[Text — start]
Iron is one of the most common nutrient deficiencies among women. Women who diet to lose weight, shy away from red meat and animal food, or engage in heavy exercise are all at risk for missing out on this important mineral. Women need more iron than men because they lose an average of 15 to 20 milligrams each month during their menstrual period. A woman’s iron needs increase during her pregnancy. The consequences of iron deficiency are low energy, fatigue, listlessness, poor motivation to exercise and difficulty concentrating.
IRON FOR WOMEN Photo Gallery
Recommended Dietary Allowance (RDA) of
Iron for Females
AGE RDA (MILLIGRAMS)
9-13 years 8 mg
14-18 years 15 mg
19-50 years 18 mg
50+ years 8 mg
Pregnancy 27 mg
Breastfeeding 9 mg
Reprinted with permission from Dietary Reference Intakes for Vitamin A, Vitamin K, Arsenic, Boron, Chromium, Copper, Iodine, Iron, Manganese, Molybdenum, Nickel, Silicon, Vanadium, and Zinc, Copyright © 2001 by the National Academy of Sciences. Courtesy of the National Academy Press, Washington, D.C.
[Text — finish]
[Dataset excerpts — start]
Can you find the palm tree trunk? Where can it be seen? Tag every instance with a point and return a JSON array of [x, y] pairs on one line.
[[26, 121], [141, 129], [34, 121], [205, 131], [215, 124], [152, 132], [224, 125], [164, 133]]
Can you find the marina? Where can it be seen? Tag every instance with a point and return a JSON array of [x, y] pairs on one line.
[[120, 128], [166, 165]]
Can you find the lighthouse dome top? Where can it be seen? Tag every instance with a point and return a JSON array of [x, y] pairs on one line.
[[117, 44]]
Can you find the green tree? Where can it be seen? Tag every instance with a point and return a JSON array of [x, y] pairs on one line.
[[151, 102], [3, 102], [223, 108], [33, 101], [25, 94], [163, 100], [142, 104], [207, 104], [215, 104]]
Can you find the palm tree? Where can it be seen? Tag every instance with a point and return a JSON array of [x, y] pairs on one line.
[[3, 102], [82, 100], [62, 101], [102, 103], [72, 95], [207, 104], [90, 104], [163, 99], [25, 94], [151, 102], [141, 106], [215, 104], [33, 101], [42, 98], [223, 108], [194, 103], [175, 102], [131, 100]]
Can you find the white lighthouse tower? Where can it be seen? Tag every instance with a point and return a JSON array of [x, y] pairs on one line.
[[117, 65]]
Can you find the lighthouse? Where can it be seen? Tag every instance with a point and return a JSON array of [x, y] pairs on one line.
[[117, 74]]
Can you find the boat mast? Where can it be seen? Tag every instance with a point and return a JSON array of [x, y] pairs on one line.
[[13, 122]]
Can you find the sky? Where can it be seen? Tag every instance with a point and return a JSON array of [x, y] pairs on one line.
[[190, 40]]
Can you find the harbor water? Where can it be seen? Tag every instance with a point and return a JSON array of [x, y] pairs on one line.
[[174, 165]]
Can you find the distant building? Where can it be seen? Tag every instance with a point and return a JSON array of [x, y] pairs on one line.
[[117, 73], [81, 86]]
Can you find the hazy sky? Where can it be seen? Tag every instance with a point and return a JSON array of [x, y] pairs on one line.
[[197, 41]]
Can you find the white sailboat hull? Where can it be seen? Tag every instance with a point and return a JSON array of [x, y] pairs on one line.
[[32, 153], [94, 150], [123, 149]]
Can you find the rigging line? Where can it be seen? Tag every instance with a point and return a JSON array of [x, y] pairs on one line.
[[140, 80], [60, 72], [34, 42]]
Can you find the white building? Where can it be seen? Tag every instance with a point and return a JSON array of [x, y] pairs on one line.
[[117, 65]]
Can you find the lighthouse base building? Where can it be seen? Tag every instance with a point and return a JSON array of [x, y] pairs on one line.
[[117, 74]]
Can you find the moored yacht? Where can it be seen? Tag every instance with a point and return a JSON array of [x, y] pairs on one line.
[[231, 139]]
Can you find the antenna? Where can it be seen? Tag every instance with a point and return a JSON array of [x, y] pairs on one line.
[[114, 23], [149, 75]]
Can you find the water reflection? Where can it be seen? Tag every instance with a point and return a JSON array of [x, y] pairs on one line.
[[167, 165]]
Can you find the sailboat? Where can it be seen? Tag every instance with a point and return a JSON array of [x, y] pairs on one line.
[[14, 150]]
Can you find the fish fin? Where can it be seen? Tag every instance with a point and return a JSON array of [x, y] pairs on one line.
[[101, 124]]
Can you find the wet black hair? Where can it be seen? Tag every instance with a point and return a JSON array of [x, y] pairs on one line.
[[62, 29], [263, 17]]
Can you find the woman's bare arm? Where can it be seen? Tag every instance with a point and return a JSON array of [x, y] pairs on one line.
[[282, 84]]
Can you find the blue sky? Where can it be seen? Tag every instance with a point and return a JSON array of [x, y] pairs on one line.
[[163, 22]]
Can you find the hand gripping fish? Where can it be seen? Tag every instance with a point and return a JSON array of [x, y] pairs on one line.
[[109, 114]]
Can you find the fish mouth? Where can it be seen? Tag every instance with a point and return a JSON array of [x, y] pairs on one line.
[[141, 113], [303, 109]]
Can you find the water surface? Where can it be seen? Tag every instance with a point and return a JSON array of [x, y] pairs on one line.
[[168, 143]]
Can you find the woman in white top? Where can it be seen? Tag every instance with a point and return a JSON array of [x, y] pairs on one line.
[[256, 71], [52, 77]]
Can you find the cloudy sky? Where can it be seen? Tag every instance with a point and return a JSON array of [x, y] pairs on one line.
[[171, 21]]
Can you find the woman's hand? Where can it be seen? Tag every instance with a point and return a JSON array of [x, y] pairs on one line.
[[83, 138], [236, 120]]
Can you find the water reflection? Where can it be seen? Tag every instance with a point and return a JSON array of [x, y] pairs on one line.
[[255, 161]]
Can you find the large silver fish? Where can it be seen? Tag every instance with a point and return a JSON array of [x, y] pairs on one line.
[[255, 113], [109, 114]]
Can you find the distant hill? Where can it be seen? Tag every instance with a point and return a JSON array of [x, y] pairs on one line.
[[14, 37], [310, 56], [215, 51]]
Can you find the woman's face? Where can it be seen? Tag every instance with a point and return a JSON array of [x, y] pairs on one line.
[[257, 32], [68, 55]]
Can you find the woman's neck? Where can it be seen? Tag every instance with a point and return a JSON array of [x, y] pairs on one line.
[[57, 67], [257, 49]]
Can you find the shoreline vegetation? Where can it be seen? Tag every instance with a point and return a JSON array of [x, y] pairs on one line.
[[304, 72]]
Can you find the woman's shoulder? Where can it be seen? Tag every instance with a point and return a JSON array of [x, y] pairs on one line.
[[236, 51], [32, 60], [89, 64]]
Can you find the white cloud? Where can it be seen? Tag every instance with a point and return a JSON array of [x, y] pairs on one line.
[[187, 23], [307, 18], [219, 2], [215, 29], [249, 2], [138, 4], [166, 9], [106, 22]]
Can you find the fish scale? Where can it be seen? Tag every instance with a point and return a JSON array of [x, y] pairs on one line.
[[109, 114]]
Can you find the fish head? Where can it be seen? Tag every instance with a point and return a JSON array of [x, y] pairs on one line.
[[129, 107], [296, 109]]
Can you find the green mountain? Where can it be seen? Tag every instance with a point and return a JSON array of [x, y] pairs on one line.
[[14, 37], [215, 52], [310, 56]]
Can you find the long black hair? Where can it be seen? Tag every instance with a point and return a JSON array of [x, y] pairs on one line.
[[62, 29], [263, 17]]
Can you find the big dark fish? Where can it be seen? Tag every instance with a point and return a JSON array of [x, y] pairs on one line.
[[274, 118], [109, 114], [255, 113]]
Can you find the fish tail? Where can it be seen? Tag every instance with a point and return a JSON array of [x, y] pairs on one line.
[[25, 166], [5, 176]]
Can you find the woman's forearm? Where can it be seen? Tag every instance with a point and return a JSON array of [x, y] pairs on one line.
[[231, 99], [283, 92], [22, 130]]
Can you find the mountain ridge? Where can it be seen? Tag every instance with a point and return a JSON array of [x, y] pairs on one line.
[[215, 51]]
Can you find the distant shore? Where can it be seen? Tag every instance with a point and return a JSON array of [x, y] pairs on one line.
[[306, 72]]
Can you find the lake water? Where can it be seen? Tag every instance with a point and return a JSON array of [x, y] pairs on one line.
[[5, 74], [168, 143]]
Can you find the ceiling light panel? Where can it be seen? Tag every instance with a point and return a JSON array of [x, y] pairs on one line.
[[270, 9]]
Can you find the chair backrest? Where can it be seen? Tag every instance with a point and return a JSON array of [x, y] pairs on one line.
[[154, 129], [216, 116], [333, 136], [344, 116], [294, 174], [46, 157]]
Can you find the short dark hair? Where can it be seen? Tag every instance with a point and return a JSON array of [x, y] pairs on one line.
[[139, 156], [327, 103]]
[Dataset excerpts — finish]
Exercise set:
#1 From the text on iron for women, copy out everything from "IRON FOR WOMEN" down to "Press, Washington, D.C.".
#2 List every consequence of iron deficiency that the text on iron for women names.
#3 Carry on the text about iron for women from where it stops.

Answers provided:
#1
IRON FOR WOMEN Photo Gallery
Recommended Dietary Allowance (RDA) of
Iron for Females
AGE RDA (MILLIGRAMS)
9-13 years 8 mg
14-18 years 15 mg
19-50 years 18 mg
50+ years 8 mg
Pregnancy 27 mg
Breastfeeding 9 mg
Reprinted with permission from Dietary Reference Intakes for Vitamin A, Vitamin K, Arsenic, Boron, Chromium, Copper, Iodine, Iron, Manganese, Molybdenum, Nickel, Silicon, Vanadium, and Zinc, Copyright © 2001 by the National Academy of Sciences. Courtesy of the National Academy Press, Washington, D.C.

#2
low energy
fatigue
listlessness
poor motivation to exercise
difficulty concentrating

#3
Read the section on iron in chapter 3, “Anemia.” You’ll learn that animal foods contain the most absorbable form of the mineral (called heme iron), whereas plant foods contain iron that’s less efficiently absorbed.
Unless you are diagnosed with anemia, there is no need to take single iron supplements. In fact, this can be dangerous, since large amounts of iron can be toxic. In addition to making iron-rich food choices, a multivitamin and mineral supplement should provide 10 to 15 milligrams of the mineral.